START Records for processing
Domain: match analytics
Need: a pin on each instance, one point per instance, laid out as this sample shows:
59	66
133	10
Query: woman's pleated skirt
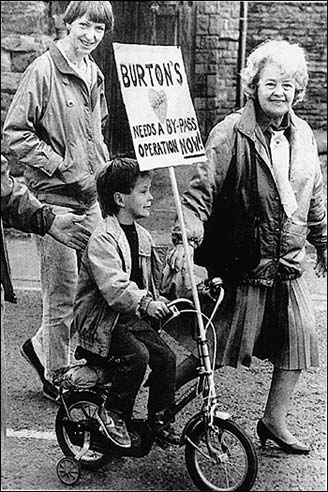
276	323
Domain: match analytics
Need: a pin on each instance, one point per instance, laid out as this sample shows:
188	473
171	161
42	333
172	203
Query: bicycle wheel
232	464
70	432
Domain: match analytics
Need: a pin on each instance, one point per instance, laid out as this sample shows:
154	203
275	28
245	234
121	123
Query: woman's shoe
293	448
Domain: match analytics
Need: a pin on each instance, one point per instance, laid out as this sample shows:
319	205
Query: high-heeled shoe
292	448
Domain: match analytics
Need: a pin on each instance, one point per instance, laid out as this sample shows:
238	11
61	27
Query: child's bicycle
219	455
END Records for processing
■ **Instructions for the task**: Pictures stay out of the copy; please restate every record above exactly.

■ **Answer for the task**:
Domain: match analytics
Need: a pin on each instance, one point per instance, laid out as this sample shows:
59	66
133	10
Query: woman's pleated skirt
276	323
Domain: match analytics
Need: a pin on each instance, one point per instance, laid out as this sample shows:
188	473
171	161
42	333
172	203
Query: bicycle wheel
232	464
70	432
Domain: match analytics
Need: a pin on each instance, one point per instance, laid out as this sample shows:
154	203
275	28
245	234
121	123
Query: woman's shoe
293	448
Domain: match analytics
Need: a pin on each instance, one point per instance, laid out as this sample shows:
319	205
Query: high-heeled shoe
292	448
Domain: match analytics
Need: a pin on each instance, one point per instance, laid out as this sample shows:
238	11
61	27
Query: child's bicycle
219	455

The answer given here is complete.